> Work to do
Reproduce the material word for word, starting with its first line and going on through the line that contains "0,96,59,136". Leave the pictures out.

● ● ● ● ●

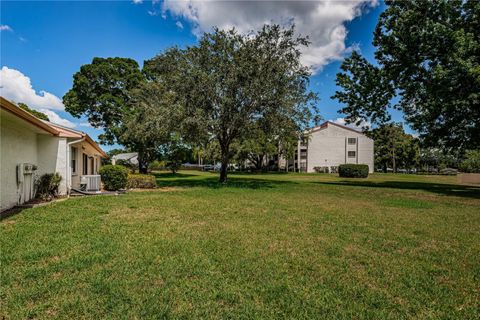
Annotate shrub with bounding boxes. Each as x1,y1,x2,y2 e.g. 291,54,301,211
127,174,157,189
440,168,458,176
338,164,368,178
460,150,480,173
99,164,128,191
313,167,330,173
35,172,62,200
148,160,166,171
167,161,182,173
116,159,138,173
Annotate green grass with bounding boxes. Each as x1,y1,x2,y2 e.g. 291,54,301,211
0,171,480,319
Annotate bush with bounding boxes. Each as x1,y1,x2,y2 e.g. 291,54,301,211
460,150,480,173
440,168,458,176
116,159,138,173
127,174,157,189
313,167,330,173
338,164,368,178
148,160,167,171
99,164,128,191
35,173,62,201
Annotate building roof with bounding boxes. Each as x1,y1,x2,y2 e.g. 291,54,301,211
112,152,138,160
45,121,107,158
0,96,107,157
309,121,365,135
0,96,59,136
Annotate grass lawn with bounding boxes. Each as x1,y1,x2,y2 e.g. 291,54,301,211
0,171,480,319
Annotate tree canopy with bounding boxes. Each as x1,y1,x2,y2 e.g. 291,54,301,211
145,25,316,182
63,58,145,144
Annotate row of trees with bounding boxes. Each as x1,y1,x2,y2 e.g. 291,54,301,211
63,0,480,182
63,25,317,182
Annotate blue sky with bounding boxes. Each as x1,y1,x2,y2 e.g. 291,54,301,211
0,0,401,150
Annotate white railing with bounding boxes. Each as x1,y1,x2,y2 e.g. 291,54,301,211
80,174,102,191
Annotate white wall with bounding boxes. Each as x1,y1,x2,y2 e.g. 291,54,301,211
307,124,374,173
37,135,68,195
68,141,101,188
0,110,38,211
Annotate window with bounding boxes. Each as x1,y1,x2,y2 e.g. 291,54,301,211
82,153,88,175
70,147,77,174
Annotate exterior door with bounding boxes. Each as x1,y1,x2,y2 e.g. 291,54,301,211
82,153,88,175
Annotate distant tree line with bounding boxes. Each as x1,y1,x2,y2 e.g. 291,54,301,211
63,0,480,178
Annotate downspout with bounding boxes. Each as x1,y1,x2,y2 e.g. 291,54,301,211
65,137,85,195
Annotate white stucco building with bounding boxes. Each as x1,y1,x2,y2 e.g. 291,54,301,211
0,97,106,211
279,121,374,173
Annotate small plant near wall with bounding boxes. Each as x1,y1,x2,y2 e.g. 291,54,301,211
35,173,62,201
127,174,157,189
99,165,128,191
338,164,368,178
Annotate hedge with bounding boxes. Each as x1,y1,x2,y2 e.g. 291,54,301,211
35,172,62,201
338,164,368,178
99,164,128,191
127,174,157,189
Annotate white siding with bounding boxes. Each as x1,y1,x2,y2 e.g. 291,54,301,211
307,124,373,172
0,110,38,211
38,135,68,195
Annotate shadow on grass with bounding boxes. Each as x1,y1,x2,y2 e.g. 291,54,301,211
155,173,295,189
313,180,480,199
0,207,25,221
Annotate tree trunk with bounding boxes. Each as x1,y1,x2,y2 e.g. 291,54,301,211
220,142,230,183
138,149,148,174
220,157,228,183
392,148,397,173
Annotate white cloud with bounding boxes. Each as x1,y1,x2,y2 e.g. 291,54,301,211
0,24,13,31
162,0,378,70
0,66,65,110
39,109,75,128
330,118,372,131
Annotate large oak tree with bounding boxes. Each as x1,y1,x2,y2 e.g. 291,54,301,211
145,25,316,182
334,0,480,149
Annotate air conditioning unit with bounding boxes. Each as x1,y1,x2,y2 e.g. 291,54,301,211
23,163,37,174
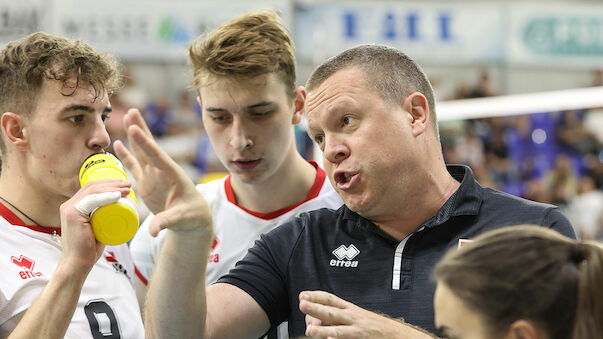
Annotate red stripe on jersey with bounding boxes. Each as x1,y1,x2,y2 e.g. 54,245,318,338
134,265,149,286
0,202,61,235
224,160,327,220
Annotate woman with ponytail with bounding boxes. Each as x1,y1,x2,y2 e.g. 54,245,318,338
434,225,603,339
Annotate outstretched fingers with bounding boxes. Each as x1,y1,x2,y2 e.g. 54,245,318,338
299,291,352,325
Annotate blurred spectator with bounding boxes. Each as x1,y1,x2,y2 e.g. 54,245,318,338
557,110,601,155
168,90,203,135
566,175,603,240
144,96,174,137
542,153,579,206
593,69,603,86
470,71,496,98
455,124,485,168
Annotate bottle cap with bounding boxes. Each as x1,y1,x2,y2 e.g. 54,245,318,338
79,153,138,245
90,198,138,245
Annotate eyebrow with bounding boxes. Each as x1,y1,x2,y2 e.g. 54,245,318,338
205,101,276,112
61,104,113,113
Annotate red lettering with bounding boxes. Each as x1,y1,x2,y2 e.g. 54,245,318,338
207,253,220,263
19,271,43,280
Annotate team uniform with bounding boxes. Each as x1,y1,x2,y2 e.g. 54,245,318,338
130,161,343,338
130,161,343,284
0,204,144,339
218,166,575,337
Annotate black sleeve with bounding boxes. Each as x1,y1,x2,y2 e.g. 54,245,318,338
542,207,576,239
217,214,307,327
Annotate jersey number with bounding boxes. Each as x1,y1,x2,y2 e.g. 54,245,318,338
84,300,121,339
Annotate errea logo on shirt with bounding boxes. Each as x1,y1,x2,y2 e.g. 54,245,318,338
10,254,43,280
329,244,360,267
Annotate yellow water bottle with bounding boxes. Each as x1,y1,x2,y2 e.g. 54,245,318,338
80,153,138,245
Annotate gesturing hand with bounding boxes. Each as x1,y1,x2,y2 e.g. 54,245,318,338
299,291,431,339
114,109,212,236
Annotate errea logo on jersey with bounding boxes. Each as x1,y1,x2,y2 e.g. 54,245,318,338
329,244,360,267
10,254,43,280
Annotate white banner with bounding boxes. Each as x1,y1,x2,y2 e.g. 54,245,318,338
0,0,50,47
507,4,603,68
295,2,504,64
49,0,291,62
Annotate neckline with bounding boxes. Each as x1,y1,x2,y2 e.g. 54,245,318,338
0,202,61,236
224,160,327,220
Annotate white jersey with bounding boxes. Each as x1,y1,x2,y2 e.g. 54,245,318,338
130,162,343,284
0,204,144,338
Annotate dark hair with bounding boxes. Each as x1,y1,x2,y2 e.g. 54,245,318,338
189,9,296,95
306,44,439,140
434,225,603,339
0,32,121,151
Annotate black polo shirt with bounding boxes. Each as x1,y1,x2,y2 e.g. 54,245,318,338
218,165,575,336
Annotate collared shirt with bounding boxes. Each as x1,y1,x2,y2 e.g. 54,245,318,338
218,165,575,336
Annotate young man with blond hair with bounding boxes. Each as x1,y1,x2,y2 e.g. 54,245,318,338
0,33,211,338
146,45,575,338
131,10,342,338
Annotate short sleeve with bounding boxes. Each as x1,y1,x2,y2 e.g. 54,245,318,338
217,218,306,327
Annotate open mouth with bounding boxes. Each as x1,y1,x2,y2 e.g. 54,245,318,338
335,171,358,188
335,173,354,184
232,159,261,170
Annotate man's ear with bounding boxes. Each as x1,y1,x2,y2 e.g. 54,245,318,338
197,95,203,110
509,319,540,339
403,92,431,136
0,112,29,150
291,86,308,125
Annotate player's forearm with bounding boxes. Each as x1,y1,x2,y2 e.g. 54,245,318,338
395,318,438,339
9,264,88,339
144,228,213,338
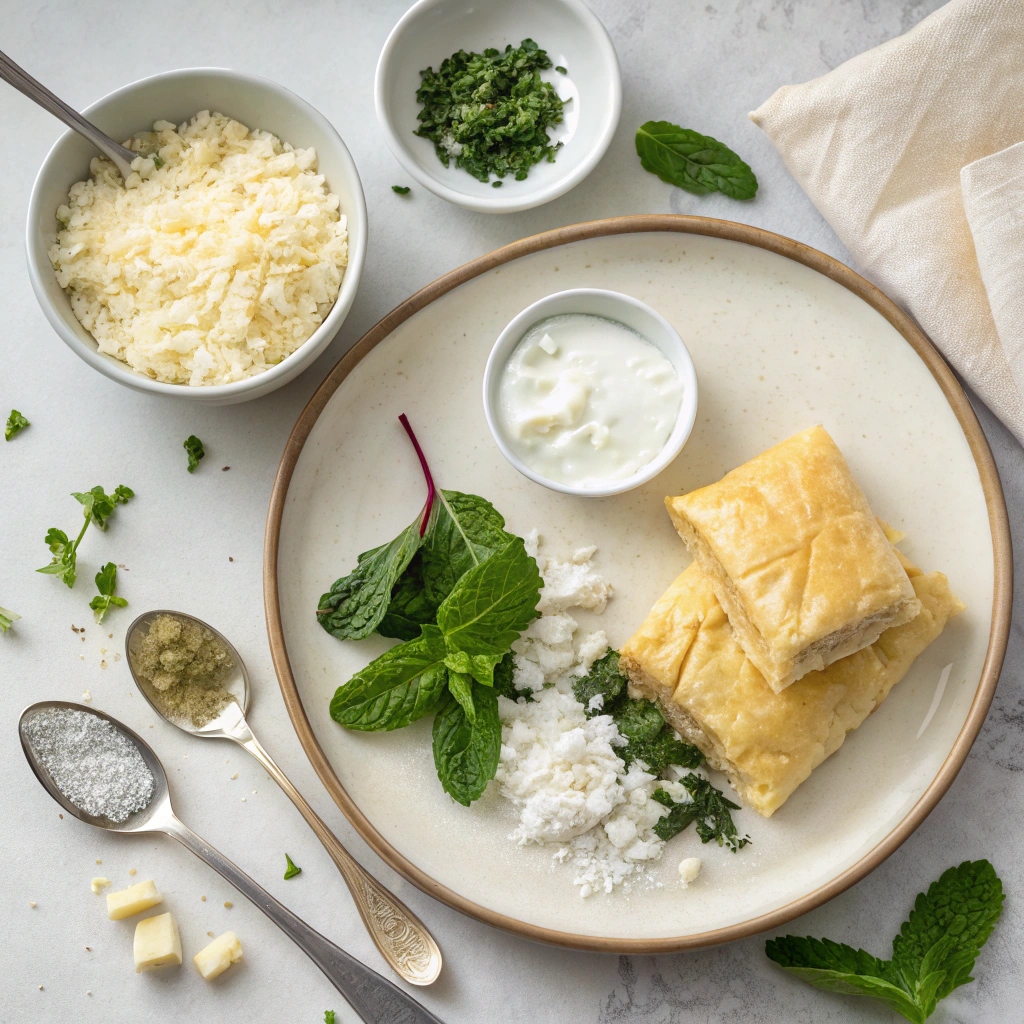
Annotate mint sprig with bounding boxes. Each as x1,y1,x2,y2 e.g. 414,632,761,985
765,860,1005,1024
636,121,758,200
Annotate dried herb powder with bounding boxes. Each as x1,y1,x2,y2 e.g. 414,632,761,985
415,39,563,185
132,614,234,728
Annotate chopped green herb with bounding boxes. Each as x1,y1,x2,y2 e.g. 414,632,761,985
636,121,758,199
182,434,206,473
89,562,128,623
415,39,564,184
3,409,29,441
572,650,703,775
765,856,1005,1024
653,772,751,853
36,483,135,587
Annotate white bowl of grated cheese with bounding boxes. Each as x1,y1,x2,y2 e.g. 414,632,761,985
27,68,367,404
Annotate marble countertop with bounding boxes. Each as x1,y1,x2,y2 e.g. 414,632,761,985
0,0,1024,1024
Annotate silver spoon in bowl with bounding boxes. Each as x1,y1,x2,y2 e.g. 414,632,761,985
125,609,441,985
18,700,442,1024
0,51,138,180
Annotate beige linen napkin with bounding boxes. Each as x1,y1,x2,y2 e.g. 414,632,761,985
751,0,1024,443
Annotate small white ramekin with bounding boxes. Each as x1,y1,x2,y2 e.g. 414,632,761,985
374,0,623,213
27,68,367,406
483,288,697,498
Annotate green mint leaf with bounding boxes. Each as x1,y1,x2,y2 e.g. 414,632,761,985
765,935,926,1024
437,537,544,656
433,683,502,807
181,434,206,473
316,517,420,640
89,562,128,623
423,490,513,605
3,409,29,441
331,626,447,732
893,860,1006,1013
415,39,564,187
572,650,627,718
493,651,534,701
449,670,476,724
636,121,758,200
765,860,1005,1024
377,548,437,640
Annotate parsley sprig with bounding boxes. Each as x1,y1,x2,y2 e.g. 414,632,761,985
765,860,1005,1024
416,39,564,184
36,484,135,587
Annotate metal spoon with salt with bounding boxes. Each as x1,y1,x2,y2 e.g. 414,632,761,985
18,700,442,1024
125,609,441,985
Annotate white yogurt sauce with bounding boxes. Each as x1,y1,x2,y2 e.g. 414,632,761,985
499,313,683,486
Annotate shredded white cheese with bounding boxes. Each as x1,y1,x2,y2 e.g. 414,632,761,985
497,530,689,896
49,111,348,385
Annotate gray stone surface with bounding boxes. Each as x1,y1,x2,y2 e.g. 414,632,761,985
0,0,1024,1024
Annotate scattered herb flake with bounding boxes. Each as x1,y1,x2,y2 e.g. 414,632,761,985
182,434,206,473
765,860,1006,1024
3,409,29,441
636,121,758,200
415,39,564,186
89,562,128,623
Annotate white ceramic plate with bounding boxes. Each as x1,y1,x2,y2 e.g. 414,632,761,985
264,217,1011,951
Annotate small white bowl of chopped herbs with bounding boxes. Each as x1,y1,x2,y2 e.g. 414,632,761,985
374,0,622,213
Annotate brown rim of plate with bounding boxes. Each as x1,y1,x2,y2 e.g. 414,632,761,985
263,214,1013,953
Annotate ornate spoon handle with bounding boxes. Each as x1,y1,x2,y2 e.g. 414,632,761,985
238,732,441,985
162,812,443,1024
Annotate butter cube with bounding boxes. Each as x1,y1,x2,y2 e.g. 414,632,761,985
193,932,242,981
134,913,181,974
106,880,164,921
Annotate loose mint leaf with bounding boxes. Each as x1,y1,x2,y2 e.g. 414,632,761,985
3,409,30,441
636,121,758,200
331,626,447,732
765,860,1005,1024
182,434,206,473
765,935,928,1024
572,650,627,718
893,860,1006,1013
433,683,502,807
494,651,534,700
89,562,128,623
437,537,544,657
316,517,420,640
423,490,513,605
377,549,437,640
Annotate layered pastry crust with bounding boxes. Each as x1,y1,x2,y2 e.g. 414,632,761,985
666,427,920,692
620,556,964,817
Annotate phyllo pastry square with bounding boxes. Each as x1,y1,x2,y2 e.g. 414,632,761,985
620,560,964,817
665,427,919,692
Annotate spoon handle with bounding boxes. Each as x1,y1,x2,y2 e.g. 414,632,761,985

● ● ● ● ●

> Exercise response
Annotate shrub with bounding boxes. Each as x1,y1,x2,y2 e.g. 291,54,301,211
127,174,157,189
440,168,458,176
338,164,368,178
460,150,480,173
99,164,128,191
313,167,330,173
35,172,62,200
148,160,166,171
167,161,182,173
116,159,138,173
Annotate green grass with bounding boxes. Each as x1,y1,x2,y2 e.g. 291,54,301,211
0,171,480,319
Annotate bush with bounding boxes. Each as x1,y1,x2,y2 e.g. 291,54,301,211
460,150,480,173
440,168,458,176
116,159,138,173
127,174,157,189
313,167,330,173
338,164,368,178
148,160,167,171
99,164,128,191
35,173,62,201
Annotate building roof with bounding boxes. Each as x1,y1,x2,y2 e.g. 291,54,301,211
112,152,138,160
45,121,107,158
0,96,107,157
309,121,365,135
0,96,59,136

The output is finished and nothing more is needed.